• [Инструкция к заданию]
Где, согласно отрывку о жизни Карла, он снял комнату по совету врача в конце зимы 1837 года?

Изменить стиль страницы

Карл вместе с Бауэром и младогегельянцами думал, что необходима новая интерпретация мира, новый «конец истории» — в будущем, и тогда возможны преобразования. Он образно описал отцу свои теоретические устремления: «В очередной раз я хотел нырнуть в море, но с твердым намерением установить, что природа духа так же точно необходима, конкретна и прочно определена, как и природа тела. Моя цель — уже не скрещивать звонкие шпаги, а доставать на свет настоящие жемчужины». В письме того же года он пишет по поводу своей матери, полностью посвятившей себя семье, что она «ангельская мать».

В конце зимы 1837 года, промучившись полгода в своей берлинской квартире с жаром и кашлем, Карл, по совету врача, снял комнату за городом, в Штралове — рыбачьем поселке на правом берегу Шпрее, откуда до университета был час ходьбы через лес. Он попытался углубить Гегеля, но на сей раз был разочарован: его «причудливая мелодия больше не вдохновляла».

Тот год ознаменован существенным техническим прогрессом, в Европе вновь начался экономический рост. Англичане Кук и Уитстон разработали первый электрический телеграф; француз Энгельман запатентовал технологию цветной литографии.

• [Исходные данные]
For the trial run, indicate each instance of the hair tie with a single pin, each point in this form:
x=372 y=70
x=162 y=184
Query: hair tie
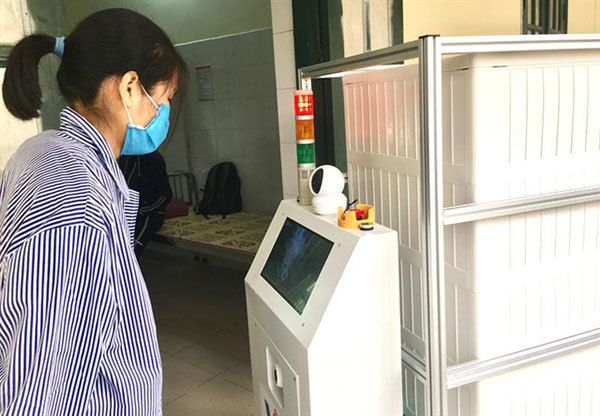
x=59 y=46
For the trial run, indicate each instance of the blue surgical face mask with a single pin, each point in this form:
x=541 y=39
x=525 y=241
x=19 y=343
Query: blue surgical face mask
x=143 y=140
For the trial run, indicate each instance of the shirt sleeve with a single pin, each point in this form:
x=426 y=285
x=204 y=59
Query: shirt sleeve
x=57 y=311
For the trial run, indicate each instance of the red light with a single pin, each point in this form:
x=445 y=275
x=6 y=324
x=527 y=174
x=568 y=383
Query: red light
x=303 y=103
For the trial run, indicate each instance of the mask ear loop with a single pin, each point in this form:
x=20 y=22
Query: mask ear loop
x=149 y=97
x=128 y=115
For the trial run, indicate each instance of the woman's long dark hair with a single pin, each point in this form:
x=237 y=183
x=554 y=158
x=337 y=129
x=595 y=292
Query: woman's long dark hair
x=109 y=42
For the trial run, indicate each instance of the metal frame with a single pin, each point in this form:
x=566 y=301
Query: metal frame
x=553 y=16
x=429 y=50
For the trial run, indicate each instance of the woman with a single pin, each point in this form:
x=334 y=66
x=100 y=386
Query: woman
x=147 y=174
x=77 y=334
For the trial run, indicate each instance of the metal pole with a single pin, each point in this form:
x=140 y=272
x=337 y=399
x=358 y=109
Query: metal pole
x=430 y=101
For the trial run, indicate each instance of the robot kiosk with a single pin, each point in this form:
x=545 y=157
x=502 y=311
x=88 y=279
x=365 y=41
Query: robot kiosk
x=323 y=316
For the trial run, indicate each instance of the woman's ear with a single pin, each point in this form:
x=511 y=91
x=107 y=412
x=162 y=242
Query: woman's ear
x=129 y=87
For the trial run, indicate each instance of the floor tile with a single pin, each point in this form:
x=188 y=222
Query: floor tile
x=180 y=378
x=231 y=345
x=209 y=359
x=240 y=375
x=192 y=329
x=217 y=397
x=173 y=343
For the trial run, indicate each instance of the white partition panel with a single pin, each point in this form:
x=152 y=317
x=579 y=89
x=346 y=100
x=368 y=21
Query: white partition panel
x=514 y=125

---

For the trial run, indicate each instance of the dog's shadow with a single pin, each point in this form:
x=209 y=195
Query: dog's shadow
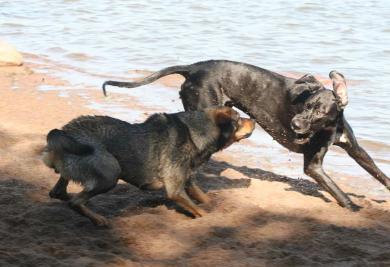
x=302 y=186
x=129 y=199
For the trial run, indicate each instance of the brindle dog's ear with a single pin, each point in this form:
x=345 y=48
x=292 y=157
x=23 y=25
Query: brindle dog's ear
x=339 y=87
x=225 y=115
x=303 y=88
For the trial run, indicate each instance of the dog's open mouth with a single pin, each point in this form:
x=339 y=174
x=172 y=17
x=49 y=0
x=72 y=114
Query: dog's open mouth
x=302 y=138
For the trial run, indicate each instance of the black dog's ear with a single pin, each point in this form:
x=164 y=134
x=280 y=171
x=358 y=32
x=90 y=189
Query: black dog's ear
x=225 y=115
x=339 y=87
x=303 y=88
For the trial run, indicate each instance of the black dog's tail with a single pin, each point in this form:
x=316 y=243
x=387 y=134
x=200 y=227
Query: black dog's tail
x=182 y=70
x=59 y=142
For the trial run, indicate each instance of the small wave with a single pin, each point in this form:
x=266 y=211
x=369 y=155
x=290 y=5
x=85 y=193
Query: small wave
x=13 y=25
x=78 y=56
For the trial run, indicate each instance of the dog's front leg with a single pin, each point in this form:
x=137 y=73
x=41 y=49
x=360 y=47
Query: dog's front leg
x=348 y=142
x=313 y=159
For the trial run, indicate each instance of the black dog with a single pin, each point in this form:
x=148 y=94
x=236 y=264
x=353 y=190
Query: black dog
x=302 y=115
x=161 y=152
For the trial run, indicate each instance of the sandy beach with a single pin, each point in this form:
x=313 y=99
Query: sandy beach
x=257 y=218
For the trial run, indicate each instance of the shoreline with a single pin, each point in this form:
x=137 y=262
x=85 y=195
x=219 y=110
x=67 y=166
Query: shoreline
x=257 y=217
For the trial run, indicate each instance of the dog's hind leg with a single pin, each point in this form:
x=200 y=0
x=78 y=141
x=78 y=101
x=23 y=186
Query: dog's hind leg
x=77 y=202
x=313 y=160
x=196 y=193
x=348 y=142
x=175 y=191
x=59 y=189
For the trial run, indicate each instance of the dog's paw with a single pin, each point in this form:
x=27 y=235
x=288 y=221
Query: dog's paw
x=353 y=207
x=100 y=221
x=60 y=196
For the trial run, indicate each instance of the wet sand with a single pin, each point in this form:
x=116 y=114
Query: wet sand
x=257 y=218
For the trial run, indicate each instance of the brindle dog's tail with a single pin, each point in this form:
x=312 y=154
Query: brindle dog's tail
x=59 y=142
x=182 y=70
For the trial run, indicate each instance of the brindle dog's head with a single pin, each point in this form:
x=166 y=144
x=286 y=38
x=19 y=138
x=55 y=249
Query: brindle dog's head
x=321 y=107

• [Ответ на задание]
За городом, в Штралове, рыбачьем поселке на правом берегу Шпрее.